### Source extract
= = = =

Or at least that’s what it feels like when I get off the phone.

I thought I was being paranoid. I even asked the lady with the six-inch voice if I was being too loud. She said no. I said WHAT? But she told me not to worry because she didn’t notice that I was being particularly loud. I said OK, THANKS A LOT. I JUST WANTED TO CHECK.

And made a mental note to make an appointment with my doctor to discuss how I’m going deaf.

But I felt better. The six-inch-voice lady is nice (like me!) and certainly would tell me if I were talking loudly.

But then! I was listening to the intern who sits on the other side of the cubicle wall: “HI, I WAS WONDERING IF I COULD SPEAK TO, UH, UM, MR. …YES, PLEASE? THANK YOU [NERVOUS LAUGH] [NERVOUS LAUGH] HI, UH, I WAS WONDERING, CAN I SCHEDULE A TIME TO UH, YES, INTERVIEW YOU? [NERVOUS LAUGH] OK GREAT THAT, YES, I, THAT SOUNDS GREAT! [NERVOUS LAUGH] THANK YOU SO MUCH! [NERVOUS LAUGH] I’M LOOKING FORWARD TO SPLEAKING […NERVOUS PAUSE…] UM, WITH YOU TOO! [NERVOUS LAUGH] OK! THANKS! GOODBYE TO Y-"

And I got a little more paranoid.

It’s not like she was yelling. But it was definitely …loud. It was definitely exactly what I had feared I sounded like. And it was definitely the type of thing nice six-inch-voice ladies would be nice enough not to point out.

= = = =

### Short problem
From the passage above about talking loudly on the phone at work, extract the text starting at "Or at least" and ending at "WANTED TO CHECK.", word for word.

### Given records

= = = =

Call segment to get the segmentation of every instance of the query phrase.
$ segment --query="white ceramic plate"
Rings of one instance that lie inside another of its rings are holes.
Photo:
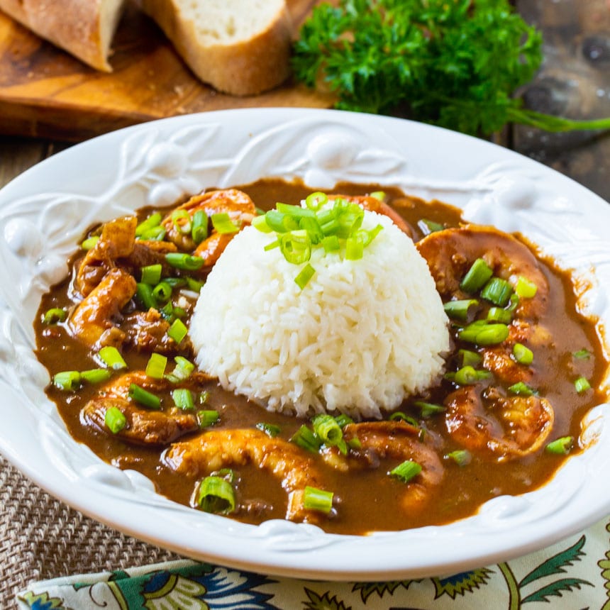
[[[610,205],[504,148],[406,121],[334,111],[238,110],[170,118],[72,148],[0,192],[0,450],[47,491],[116,529],[186,555],[277,575],[377,580],[448,574],[506,560],[610,512],[610,411],[542,489],[502,497],[465,520],[367,537],[307,525],[235,523],[157,495],[67,434],[44,388],[32,321],[85,229],[145,204],[262,177],[396,185],[519,231],[586,277],[580,302],[610,328]],[[608,350],[606,336],[606,348]],[[606,379],[607,381],[607,379]]]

= = = =

### Answer to this exercise
Or at least that’s what it feels like when I get off the phone.

I thought I was being paranoid. I even asked the lady with the six-inch voice if I was being too loud. She said no. I said WHAT? But she told me not to worry because she didn’t notice that I was being particularly loud. I said OK, THANKS A LOT. I JUST WANTED TO CHECK.